- Problem to work on
Extend the travel article on Antigua's historic sites, beginning after its final sentence about the anchor serving as a photo opportunity.

Antigua—best known for its 365 beaches— is not just a piña colada paradise (although we do make the best in the Caribbean.) It’s also home to a fascinating history of well preserved forts, dockyards, sugar mills and other archival sites.
Mixed with a unique culture of British and African influences, this 11-mile island is made for the historically infatuated.
So leave the frosty cocktail at the resort (it will be there when you get back) and experience everything this culturally rich island has to offer.
English Harbour & Nelson’s Dockyard
The Dockyard Museum, Antigua
Now, you may be wondering if your piña colada is missing you as much as you are it, but don’t worry.
While this 18th century British naval base stands as one of the best examples of Georgian architecture in the Caribbean, Nelson’s Dockyard is also a great place to grab a drink or tasty treat.
Even if you’re just peckish while passing by the Dockyard Bakery, you owe it to yourself to pop in for a slice of famous coconut cake.
Dockyard Bakery, Nelson’s Dockyard, Antigua
But, the real reason to visit this still active dockyard is not for its signature snacks, or even its sailboat rentals and souvenirs…
Like nearly every other island claimed during the land grab of the 17 and 1800s, Antigua drew the attention of the English entirely by accident. Upon discovering that the folds of land obscured his fleet’s position from the French, Admiral Horatio Nelson decided to stay and claim what would later become English Harbour.
Nelson’s Dockyard, English Harbour, Antigua
Even now, amidst all the local eateries and custom outfitters, you’ll still find remnants of Antigua’s famous naval history inside The Dockyard Museum.
No need to ask for directions. The 10-foot tall admiralty anchor standing at its entrance ensures you can’t miss it.
Admiralty anchor near the entrance to The Dockyard Museum, Antigua
As a great navigational landmark and authentic piece of Antiguan history, it also makes a great photo op, so don’t forget your camera.

- Entries provided
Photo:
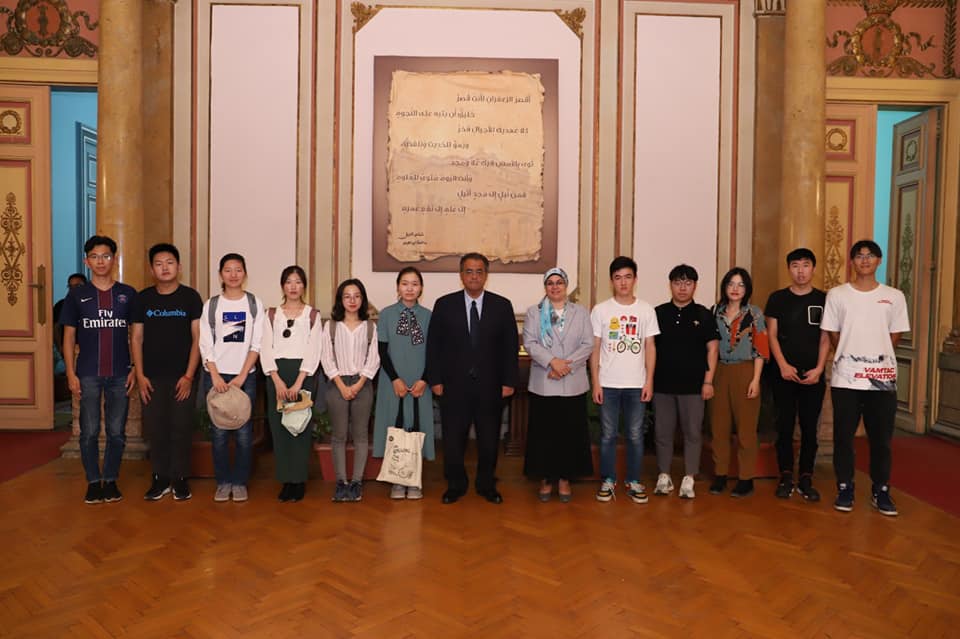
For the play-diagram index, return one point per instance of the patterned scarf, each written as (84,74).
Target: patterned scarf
(408,325)
(550,321)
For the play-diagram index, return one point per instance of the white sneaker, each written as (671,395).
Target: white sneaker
(223,492)
(664,485)
(637,492)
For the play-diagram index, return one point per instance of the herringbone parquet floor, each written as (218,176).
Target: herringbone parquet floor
(713,567)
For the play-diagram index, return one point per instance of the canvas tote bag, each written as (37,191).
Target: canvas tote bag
(403,455)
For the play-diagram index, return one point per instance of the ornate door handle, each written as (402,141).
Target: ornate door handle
(41,287)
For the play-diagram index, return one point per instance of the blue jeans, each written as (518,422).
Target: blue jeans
(221,438)
(115,403)
(628,401)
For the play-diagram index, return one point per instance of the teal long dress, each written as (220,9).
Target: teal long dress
(409,360)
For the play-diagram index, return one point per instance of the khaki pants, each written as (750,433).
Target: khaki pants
(730,406)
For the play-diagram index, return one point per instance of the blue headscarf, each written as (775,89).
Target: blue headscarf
(546,309)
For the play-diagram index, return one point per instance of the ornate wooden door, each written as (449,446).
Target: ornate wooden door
(26,342)
(911,260)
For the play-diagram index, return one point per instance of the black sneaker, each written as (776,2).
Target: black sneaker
(181,489)
(94,493)
(883,502)
(785,486)
(297,491)
(111,492)
(844,500)
(744,488)
(806,489)
(355,491)
(719,485)
(159,488)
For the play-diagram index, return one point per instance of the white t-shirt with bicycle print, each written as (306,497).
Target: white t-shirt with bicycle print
(622,330)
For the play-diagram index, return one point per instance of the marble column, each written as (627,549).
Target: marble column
(157,121)
(768,131)
(802,220)
(803,160)
(120,168)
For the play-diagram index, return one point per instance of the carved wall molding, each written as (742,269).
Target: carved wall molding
(362,14)
(45,29)
(13,248)
(833,239)
(878,47)
(768,8)
(574,19)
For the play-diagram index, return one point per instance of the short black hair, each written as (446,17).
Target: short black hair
(683,272)
(747,285)
(475,256)
(339,312)
(100,240)
(799,254)
(870,245)
(164,247)
(622,261)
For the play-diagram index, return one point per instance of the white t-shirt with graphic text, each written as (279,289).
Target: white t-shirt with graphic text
(236,334)
(622,330)
(865,359)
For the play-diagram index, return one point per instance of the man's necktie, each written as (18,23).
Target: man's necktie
(474,323)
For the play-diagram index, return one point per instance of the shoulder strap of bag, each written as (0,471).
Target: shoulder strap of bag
(332,330)
(212,315)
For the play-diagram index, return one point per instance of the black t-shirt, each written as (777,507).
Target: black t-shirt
(166,323)
(798,325)
(682,348)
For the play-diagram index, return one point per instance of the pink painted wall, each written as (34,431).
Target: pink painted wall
(91,7)
(933,25)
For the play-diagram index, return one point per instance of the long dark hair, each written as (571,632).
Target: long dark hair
(747,286)
(339,312)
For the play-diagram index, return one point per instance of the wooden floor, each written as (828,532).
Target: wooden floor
(713,567)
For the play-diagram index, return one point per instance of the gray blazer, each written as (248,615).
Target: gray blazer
(575,343)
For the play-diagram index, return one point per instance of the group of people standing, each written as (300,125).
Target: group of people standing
(684,358)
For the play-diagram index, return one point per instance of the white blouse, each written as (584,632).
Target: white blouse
(354,355)
(303,343)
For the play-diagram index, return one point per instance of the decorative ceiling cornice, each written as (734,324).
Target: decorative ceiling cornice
(45,29)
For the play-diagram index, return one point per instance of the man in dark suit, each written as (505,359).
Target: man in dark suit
(472,367)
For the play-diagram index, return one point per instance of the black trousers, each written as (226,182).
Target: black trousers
(793,401)
(879,411)
(168,425)
(457,415)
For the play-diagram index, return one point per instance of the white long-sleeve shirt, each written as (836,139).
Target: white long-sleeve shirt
(235,334)
(303,343)
(354,355)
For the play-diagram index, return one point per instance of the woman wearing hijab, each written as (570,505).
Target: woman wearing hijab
(402,337)
(558,336)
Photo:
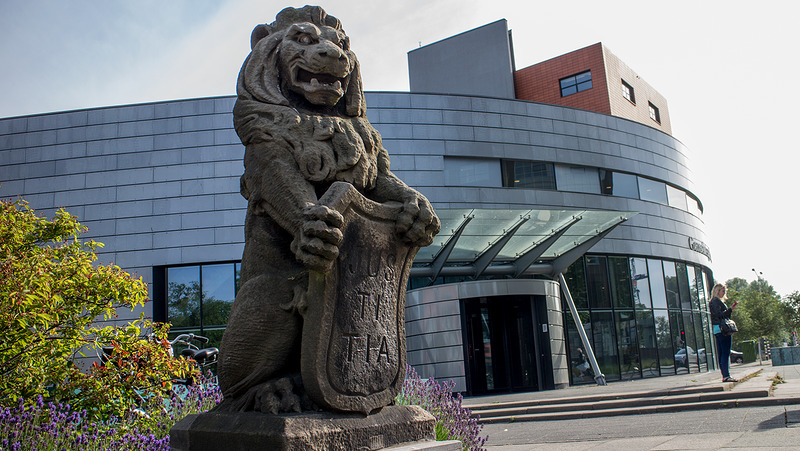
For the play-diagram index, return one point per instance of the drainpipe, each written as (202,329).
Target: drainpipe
(599,377)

- Output of the exercise
While you’re at it, be sure to snap a picture inside the quintessential British telephone booth. Its bright-red color makes it easy to spot, while paying homage to its 1920 origin, when it was emblazoned with a prominent crown to represent the British government.
A quintessential British telephone booth can be spotted near the museum’s entrance
Now, step inside The Dockyard Museum and discover a treasure trove of maritime artifacts, including muskets, cannonballs, telescopes and sextants, dating back to when the building first served as a naval officer and clerks house.
The museum also reveals the somber truth of the island’s history of slavery, as well as present-day initiatives, like the 8th of March Project, created to honor the families of those who lived and labored in the dockyard during the 18th and 19th century.
It’s easy to spend hours admiring the museum’s artifacts, like the prisms used on ships to refract light below deck, and the island’s regatta trophies, which offer a fun tribute to what is still an ongoing tradition of Antigua culture.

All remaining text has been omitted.